Set problem -> Reproduce the stretch of lines from the one containing "In this exercise you will locate the maroon" through the one containing "<point>304,267</point>", with both ends and the requests included. Offset every x and y coordinate in the answer points by adding 21.
START Raw records
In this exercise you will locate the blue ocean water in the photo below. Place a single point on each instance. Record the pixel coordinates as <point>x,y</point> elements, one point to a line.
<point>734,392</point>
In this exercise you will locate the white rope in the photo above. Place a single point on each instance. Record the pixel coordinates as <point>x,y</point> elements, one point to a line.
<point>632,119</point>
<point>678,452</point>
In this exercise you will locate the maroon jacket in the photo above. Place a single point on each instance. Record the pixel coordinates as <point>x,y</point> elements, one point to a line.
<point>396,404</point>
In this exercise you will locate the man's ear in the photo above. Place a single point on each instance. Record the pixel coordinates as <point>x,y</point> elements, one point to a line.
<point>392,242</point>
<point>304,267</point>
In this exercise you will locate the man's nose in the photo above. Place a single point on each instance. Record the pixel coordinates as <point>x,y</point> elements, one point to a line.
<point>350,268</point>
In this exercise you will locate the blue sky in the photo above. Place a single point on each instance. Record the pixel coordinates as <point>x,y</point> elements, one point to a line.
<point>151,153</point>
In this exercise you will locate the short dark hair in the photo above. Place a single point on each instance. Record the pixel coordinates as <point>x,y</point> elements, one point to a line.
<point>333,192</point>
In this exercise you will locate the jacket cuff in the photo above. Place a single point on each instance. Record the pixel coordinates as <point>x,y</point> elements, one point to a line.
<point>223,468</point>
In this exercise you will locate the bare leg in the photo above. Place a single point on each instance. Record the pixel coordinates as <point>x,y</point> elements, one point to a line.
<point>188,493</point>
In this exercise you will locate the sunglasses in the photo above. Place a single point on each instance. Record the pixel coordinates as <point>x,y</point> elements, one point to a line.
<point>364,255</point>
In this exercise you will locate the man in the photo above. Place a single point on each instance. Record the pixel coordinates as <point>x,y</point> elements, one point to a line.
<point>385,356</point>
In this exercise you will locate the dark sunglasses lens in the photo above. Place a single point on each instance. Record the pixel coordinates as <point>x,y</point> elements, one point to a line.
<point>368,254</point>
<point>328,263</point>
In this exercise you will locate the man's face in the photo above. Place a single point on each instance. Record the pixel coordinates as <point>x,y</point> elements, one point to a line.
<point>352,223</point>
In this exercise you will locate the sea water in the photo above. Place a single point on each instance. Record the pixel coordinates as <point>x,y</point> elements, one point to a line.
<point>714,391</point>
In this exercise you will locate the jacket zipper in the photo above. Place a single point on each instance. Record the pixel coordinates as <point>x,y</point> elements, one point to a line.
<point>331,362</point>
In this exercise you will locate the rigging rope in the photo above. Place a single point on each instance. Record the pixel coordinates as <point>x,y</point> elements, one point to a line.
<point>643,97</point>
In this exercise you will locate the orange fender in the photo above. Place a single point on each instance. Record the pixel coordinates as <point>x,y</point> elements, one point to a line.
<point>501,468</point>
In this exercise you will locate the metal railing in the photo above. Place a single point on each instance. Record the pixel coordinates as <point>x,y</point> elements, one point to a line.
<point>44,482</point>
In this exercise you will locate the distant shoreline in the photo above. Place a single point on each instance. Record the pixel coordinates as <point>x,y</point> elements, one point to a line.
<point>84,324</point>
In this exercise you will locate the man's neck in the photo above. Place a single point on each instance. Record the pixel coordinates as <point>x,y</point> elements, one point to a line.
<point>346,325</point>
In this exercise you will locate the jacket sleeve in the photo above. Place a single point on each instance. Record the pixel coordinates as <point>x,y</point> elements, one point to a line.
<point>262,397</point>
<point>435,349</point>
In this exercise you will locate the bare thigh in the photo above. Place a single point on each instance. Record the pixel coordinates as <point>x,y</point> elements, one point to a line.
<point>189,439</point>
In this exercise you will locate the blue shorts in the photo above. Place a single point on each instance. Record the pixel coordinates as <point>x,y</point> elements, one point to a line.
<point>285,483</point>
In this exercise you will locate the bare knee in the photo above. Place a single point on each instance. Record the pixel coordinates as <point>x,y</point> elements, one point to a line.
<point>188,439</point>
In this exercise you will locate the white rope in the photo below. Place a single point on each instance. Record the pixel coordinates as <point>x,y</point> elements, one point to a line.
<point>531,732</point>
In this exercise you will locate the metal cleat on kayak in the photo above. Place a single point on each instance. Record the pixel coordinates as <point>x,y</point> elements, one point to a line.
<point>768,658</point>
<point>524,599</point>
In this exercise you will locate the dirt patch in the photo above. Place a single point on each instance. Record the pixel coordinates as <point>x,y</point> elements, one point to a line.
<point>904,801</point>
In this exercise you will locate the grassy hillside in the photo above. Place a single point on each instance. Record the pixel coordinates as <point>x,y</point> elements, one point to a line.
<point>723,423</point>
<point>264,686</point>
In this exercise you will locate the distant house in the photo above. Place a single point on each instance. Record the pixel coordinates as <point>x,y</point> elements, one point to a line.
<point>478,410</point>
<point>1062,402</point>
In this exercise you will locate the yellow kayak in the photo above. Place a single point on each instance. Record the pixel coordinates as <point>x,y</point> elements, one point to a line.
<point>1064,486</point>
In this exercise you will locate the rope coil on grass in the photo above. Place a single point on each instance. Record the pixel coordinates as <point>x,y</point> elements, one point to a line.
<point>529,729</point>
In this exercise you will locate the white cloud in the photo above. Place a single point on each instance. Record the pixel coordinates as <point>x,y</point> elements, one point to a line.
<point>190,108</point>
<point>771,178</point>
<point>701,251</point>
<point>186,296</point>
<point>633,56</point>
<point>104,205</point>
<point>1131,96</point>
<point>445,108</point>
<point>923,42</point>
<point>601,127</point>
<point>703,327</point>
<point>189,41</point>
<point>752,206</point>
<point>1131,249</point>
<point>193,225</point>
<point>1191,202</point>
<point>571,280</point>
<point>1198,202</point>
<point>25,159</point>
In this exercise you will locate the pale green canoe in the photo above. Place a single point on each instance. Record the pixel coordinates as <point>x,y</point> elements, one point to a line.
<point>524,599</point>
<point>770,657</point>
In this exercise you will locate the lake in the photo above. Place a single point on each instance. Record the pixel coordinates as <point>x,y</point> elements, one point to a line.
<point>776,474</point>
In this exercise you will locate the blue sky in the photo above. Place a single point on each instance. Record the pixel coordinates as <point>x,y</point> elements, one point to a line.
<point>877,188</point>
END Raw records
Exercise output ->
In this exercise you will locate the maroon jacket in the photo above. Place a single point on each instance. Record the pixel coordinates as <point>x,y</point> elements, one point to a line.
<point>417,425</point>
In this exercise you will locate the man's ear in the photo above. Place a single point on each instance. Record the pixel coordinates as <point>x,y</point> elements, one point to a line.
<point>413,263</point>
<point>325,288</point>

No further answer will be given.